Goal: Return every record below exactly as written, omitting any pictures.

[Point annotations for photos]

==============================

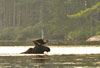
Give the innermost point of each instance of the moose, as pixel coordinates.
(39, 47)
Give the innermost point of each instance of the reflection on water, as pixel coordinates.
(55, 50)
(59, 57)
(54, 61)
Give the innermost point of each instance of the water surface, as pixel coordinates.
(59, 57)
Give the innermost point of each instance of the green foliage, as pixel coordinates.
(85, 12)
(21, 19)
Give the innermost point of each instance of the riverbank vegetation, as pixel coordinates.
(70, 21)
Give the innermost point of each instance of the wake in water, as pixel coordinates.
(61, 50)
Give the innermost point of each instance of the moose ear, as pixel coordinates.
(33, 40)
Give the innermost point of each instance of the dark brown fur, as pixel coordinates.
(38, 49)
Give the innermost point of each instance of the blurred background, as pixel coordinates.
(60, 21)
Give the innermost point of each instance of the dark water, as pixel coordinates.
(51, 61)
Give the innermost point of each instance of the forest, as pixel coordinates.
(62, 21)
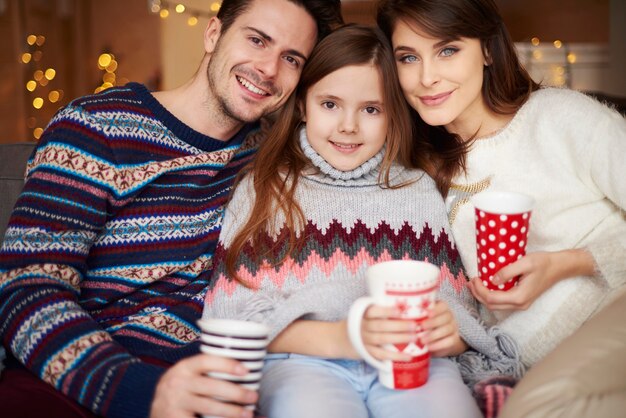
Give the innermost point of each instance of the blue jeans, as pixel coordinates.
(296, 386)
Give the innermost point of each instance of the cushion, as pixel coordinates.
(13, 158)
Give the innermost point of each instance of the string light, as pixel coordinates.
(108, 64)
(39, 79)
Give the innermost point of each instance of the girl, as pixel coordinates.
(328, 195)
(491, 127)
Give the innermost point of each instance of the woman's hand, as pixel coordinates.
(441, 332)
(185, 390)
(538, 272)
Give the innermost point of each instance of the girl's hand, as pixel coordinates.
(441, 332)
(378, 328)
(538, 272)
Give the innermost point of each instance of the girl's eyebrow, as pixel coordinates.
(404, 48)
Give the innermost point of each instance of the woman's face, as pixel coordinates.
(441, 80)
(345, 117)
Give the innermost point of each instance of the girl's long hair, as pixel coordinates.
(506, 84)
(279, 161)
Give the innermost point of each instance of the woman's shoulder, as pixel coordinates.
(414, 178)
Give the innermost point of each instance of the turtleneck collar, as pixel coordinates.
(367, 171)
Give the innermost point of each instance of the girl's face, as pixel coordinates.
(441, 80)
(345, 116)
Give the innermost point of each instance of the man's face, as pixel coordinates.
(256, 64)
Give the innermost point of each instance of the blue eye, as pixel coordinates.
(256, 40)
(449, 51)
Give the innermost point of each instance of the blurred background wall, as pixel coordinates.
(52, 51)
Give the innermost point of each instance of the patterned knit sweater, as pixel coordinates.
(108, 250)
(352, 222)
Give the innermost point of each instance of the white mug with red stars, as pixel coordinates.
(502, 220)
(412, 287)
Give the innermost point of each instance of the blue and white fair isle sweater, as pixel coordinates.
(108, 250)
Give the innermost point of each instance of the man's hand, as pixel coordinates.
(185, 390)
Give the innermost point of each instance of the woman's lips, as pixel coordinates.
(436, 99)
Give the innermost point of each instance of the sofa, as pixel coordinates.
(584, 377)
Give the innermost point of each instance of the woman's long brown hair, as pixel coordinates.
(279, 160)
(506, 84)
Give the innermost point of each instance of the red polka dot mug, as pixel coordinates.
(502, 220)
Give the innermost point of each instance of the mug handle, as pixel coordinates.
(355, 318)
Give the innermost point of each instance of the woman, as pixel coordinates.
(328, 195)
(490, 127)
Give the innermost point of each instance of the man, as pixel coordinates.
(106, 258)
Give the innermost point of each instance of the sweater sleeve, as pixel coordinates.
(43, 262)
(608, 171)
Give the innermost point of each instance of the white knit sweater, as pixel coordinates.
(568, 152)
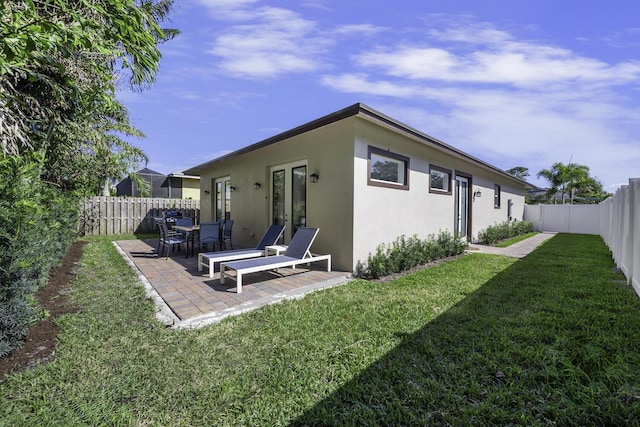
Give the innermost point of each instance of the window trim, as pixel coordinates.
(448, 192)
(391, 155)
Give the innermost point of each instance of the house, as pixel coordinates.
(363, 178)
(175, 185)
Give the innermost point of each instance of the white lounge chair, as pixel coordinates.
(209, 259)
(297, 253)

==============================

Correct result:
Give the innermost point of each instance of the moose, as pixel coordinates.
(39, 47)
Give the innermost point of each instance of the reflection on water, as pixel coordinates.
(55, 50)
(59, 57)
(54, 61)
Give the innermost point of each instance of the water surface, as pixel coordinates.
(59, 57)
Give the innermost point of each instance of the green foliage, as pixel coordinates.
(85, 12)
(21, 19)
Give the innermost point of each instance of the riverbank vegetation, as pixel coordinates.
(70, 21)
Give the innermost point of each instance of the wake in water, as pixel coordinates.
(61, 50)
Give the innermost point of each instance of the moose ear, as pixel coordinates.
(33, 40)
Give the innermost point of each instance of the dark brown fur, as pixel coordinates.
(38, 49)
Give the innermost point of each instance of the blurred background, as pixel coordinates.
(60, 21)
Give the innermost point of each instance of the dark water, as pixel coordinates.
(51, 61)
Give the innermost point of each instance of the forest, as pixel coordinates.
(62, 21)
Give the innermost point of each instance of the blue jeans, as pixel coordinates.
(296, 386)
Give the innermost point of each instance of the cushion, as pixel coordinates.
(13, 158)
Give the innermost point of each instance of the string light, as pixel coordinates.
(108, 64)
(39, 79)
Give the innermost point of each instance of the girl, as pixel coordinates.
(328, 195)
(491, 127)
Give the innermost point of each instance of the woman's hand, as pixel coordinates.
(441, 332)
(185, 390)
(538, 272)
Give the innermost point of each instance of the girl's hand, as pixel coordinates.
(441, 332)
(378, 328)
(538, 272)
Give the innermost point of each instance of the girl's eyebrow, as pixel coordinates.
(404, 48)
Give the innermost point of each instance of the woman's face, as pixel coordinates.
(441, 80)
(345, 117)
Give the innermost point of each instance of the girl's long hair, as pixel coordinates.
(506, 84)
(279, 161)
Give the innermost point of each instance of the woman's shoulder, as pixel coordinates.
(414, 178)
Give the innermost point of each instance of the turtleneck collar, as pixel coordinates.
(367, 171)
Give the innermost point of each instance of the girl's face, as pixel coordinates.
(441, 80)
(345, 116)
Give the innermost point of each instance of the man's face, as pixel coordinates.
(256, 64)
Give the innermost point of each instance of the blue eye, as pixel coordinates.
(256, 40)
(449, 51)
Give the innermost point of each instance of the blurred background wall, as pixel coordinates.
(52, 51)
Give the innermost point of each instance of the patterned knit sweater, as pixel coordinates.
(108, 250)
(352, 222)
Give the innermost point of each instance of the white mug with red stars, as pixel coordinates.
(502, 220)
(412, 287)
Give the innermost point of each instance of the blue and white fair isle sweater, as pixel coordinates.
(108, 250)
Give the innermost point of each instance of the man's hand, as pixel coordinates.
(185, 390)
Give the innermost point of each instance of the woman's lips, as pixel coordinates.
(436, 99)
Give the innermost point of each instance of the sofa, as pixel coordinates.
(584, 377)
Give the innermost point of each instance of the woman's long brown hair, as pixel coordinates.
(279, 160)
(506, 84)
Give the innermost point of each instance of the red polka dot mug, as pixel coordinates.
(502, 220)
Give the innermost point of each instance of the mug handle, as pixel coordinates.
(355, 318)
Give the innermost point of each instance of the woman, as pixel coordinates.
(328, 195)
(490, 127)
Give the innermost point of each instance of the man, as pixel coordinates.
(106, 258)
Give the innermost point of each instance of the sweater sleeve, as pixel coordinates.
(43, 262)
(608, 171)
Give the innermost point of each instance of the white knit sweater, as pixel coordinates.
(568, 152)
Give the innermost point of each instance of the window trim, as pixel coordinates.
(448, 192)
(391, 155)
Give the innermost point of each instance of the house, as pixel coordinates.
(363, 178)
(175, 185)
Give the innermost point of each instance of the white lounge chair, as pixel coordinates.
(209, 259)
(297, 253)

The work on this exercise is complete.